Textausschnitt:
•••••
Also, was kannst Du ihm denn an Bauteilen überlassen? Auf jeden Fall Gehäuse?

Es ginge auch so was wie der AMD-PC in dem oben genannten Artikel, als Board kann man ein günstigeres nehmen, und bei der Grafikkarte wie gesagt auch eine AMD 6770, dann reicht auch ein kleineres Netzteil.


----------



## svd (11. Juli 2012)

Wenn es wirklich so günstig als möglich sein soll, empfiehlt sich trotzdem ein Intel System.

Der "Pentium G630" ist ein sehr feiner Arbeitsprozessor. Mit der richtigen Grafikkarte schafft dieser Doppelkerner, siehe hier, auch Battlefield 3 (SP) auf Ultra... (Sorry, "schwächer" geht es für unter 55€ echt nicht.  )

Dazu ein zB simples µATX Board (hoppla, falls WLAN "Karte" auf notwendigen Slot achten!) für knapp 40€ und günstigen DDR3 RAM für 33€ (es reichen aber auch 4GB für <18€).

Noch ein günstiges Netzteil (40€), als Grafikkarte eine gebrauchte HD5770 für 50€ ersteigern, oder, wenn es das Budget zulässt, sogar eine HD6870.

Wären wir ca. bei 200-220€, bleiben knapp 200 für Gehäuse, Festplatte und Laufwerk. Das müsste sich locker ausgehen.


----------



## hell046 (15. Juli 2012)

Hört sich schonmal ganz gut an. 

Vielleicht solle ich den Preisraum nochmal etwas eingrenzen. Sagen wir mal 300€. Was würde man damit nach meinen Vorgaben am besten zusammenstellen können. Ich fände ein normales Atx Mainboard garnicht mal schlecht aber wenn man da auch ein kleineres bekommt das gut ist ist mir das auch recht. 

Warum seid ihr gegen die AMD Prozessoren? Ich finde sie eigentlich recht günstig und sehr leistungsstark für den Preis.

Beim Netzteil wären konkrete Vorschläge auch sehr nett, da ich dort nie weiß was gut ist und ausreicht. Am besten mit Kabel Managment, da kann man den Innenraum im PC immer schön sauber halten und hat keinen Kabelsalat. 

Danke nochmal für die Vorschläge.


----------



## svd (15. Juli 2012)

Gegen AMD Prozessoren gibt es normal nichts einzuwenden. 
Derzeit bekommst du von Intel für das gleiche Geld mehr Leistung. Ist so. 

Für ein Sub 300€ System bieten sich zwei Möglichkeiten an:


mit dedizierter Grafikkarte: dann würde ich einen Celeron DualCore G540 mit gebrauchter HD5770 (gibt nichts besseres für ca. 50€) verbauen, oder
ohne dedizierte Grafikkarte (d.h. mit in der CPU integrierter Grafikeinheit): hier empfiehlt sich das erste Mal ein AMD Prozessor. Ohne Grafikkarte steckt der A8-3850 den Intel in die Tasche und du kannst sogar ein wenig spielen. Auf 1024x768.
•••••
Datenteil:
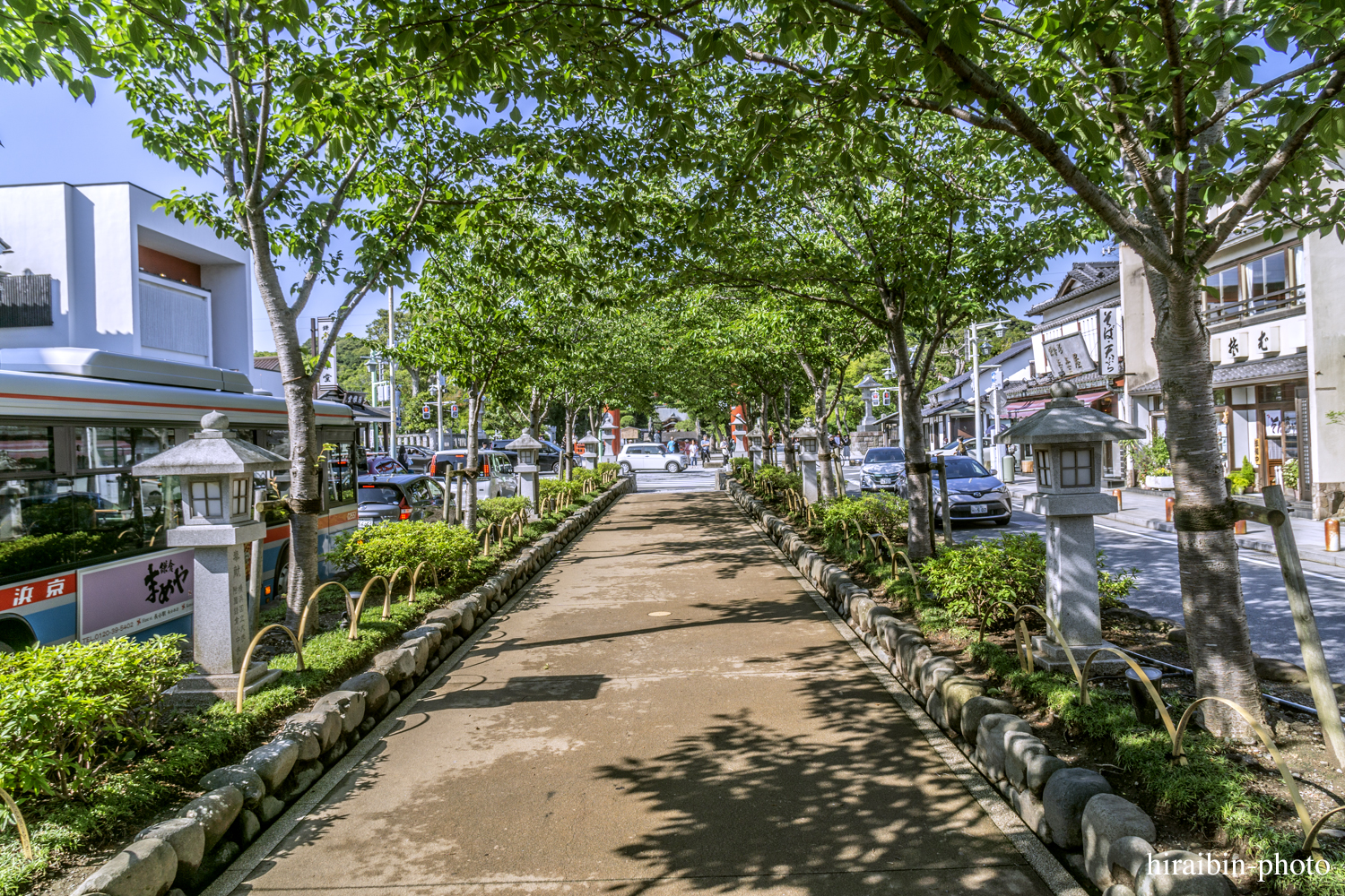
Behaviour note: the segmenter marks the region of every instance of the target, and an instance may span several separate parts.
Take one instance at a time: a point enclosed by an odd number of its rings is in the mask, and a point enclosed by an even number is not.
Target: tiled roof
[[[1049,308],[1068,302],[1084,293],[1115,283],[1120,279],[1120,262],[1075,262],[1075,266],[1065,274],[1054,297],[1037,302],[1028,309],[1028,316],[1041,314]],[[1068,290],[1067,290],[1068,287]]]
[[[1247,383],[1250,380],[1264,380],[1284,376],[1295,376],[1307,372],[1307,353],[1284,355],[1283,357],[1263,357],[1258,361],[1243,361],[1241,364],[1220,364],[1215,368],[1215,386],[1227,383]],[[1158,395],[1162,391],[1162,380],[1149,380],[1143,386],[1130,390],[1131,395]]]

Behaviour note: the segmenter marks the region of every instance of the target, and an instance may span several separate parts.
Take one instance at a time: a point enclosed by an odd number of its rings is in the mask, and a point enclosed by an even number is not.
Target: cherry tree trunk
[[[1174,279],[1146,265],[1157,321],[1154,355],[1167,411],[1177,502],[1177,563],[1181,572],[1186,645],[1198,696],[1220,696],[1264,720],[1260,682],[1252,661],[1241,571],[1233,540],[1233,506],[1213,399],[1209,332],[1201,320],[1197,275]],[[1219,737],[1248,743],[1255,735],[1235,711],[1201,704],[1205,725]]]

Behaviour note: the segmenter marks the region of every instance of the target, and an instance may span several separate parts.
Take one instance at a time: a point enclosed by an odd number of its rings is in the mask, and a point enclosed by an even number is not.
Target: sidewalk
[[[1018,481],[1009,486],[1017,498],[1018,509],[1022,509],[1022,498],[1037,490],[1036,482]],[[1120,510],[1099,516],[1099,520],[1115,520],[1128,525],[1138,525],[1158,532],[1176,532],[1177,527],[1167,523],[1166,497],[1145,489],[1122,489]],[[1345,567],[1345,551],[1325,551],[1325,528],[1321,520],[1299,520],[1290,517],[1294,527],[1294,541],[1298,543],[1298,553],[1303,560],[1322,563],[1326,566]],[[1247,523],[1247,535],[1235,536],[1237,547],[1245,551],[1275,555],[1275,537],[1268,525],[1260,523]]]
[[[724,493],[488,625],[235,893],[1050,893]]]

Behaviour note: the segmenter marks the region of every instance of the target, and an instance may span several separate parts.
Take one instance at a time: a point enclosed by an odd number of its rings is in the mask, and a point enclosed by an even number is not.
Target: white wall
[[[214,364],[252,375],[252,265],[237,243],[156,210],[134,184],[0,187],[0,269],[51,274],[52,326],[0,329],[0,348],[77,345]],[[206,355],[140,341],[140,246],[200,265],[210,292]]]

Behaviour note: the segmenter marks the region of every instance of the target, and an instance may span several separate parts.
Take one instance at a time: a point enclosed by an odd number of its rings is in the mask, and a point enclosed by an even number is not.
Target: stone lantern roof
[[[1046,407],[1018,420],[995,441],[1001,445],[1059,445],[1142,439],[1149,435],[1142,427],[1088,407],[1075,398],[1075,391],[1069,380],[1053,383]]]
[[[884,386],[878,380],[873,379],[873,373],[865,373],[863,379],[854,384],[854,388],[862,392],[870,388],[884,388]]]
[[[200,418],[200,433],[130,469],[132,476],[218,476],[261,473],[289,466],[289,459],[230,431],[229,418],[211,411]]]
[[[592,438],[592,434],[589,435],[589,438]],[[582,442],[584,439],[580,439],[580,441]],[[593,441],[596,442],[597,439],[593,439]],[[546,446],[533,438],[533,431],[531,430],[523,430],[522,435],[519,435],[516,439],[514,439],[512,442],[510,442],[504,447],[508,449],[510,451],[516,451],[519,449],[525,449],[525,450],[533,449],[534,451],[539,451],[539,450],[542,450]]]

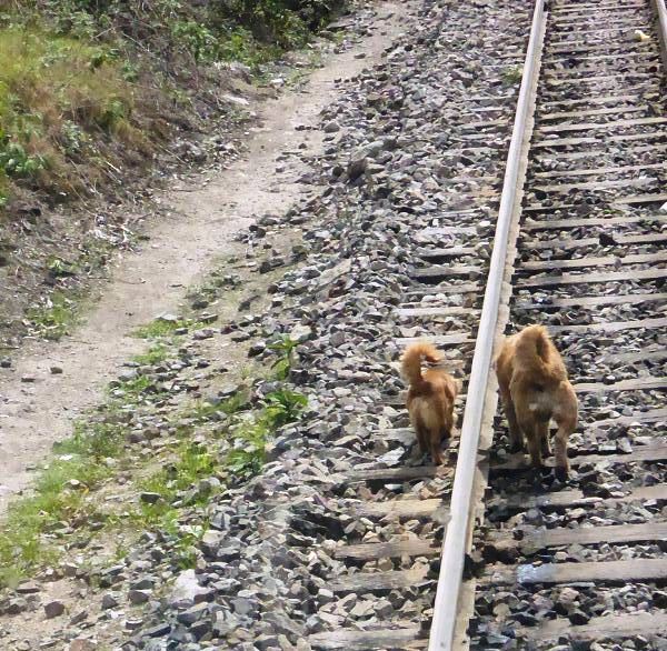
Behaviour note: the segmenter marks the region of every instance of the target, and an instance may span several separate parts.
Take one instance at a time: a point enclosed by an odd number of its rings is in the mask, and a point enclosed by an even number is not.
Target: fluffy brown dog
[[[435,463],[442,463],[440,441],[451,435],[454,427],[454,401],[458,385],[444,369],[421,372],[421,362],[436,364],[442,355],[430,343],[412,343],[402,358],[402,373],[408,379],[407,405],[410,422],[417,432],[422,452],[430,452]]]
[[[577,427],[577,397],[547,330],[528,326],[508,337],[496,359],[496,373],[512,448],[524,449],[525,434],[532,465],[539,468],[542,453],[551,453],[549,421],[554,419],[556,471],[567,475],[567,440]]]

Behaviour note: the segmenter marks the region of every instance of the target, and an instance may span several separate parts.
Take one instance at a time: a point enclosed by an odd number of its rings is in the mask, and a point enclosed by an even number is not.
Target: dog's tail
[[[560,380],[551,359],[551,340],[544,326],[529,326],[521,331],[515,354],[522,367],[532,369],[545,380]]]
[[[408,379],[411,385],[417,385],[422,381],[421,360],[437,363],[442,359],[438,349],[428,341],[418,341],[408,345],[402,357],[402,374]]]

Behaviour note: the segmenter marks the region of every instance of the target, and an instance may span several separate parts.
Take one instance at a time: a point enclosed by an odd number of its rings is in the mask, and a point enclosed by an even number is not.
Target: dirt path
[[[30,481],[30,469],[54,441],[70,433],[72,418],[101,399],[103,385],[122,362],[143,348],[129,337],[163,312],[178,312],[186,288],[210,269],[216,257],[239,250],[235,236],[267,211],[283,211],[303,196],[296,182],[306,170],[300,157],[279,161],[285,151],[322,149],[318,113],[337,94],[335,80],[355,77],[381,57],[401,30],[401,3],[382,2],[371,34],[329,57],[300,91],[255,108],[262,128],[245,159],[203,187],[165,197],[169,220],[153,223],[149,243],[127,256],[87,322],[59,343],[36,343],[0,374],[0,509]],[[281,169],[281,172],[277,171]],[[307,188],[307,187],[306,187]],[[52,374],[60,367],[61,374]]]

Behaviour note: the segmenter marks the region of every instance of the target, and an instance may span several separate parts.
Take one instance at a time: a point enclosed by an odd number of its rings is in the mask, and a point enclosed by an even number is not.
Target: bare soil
•••••
Aufgabe:
Beantworte anhand des Textausschnitts diese Fragen:
1. Welchen Prozessor bezeichnet svd im Beitrag vom 11. Juli 2012 als „sehr feinen Arbeitsprozessor“?
2. Auf welchen Betrag grenzt hell046 den Preisraum ein?
3. Welcher AMD-Prozessor wird für ein System ohne dedizierte Grafikkarte empfohlen?

Ergebnis:
1. Pentium G630
2. 300€
3. A8-3850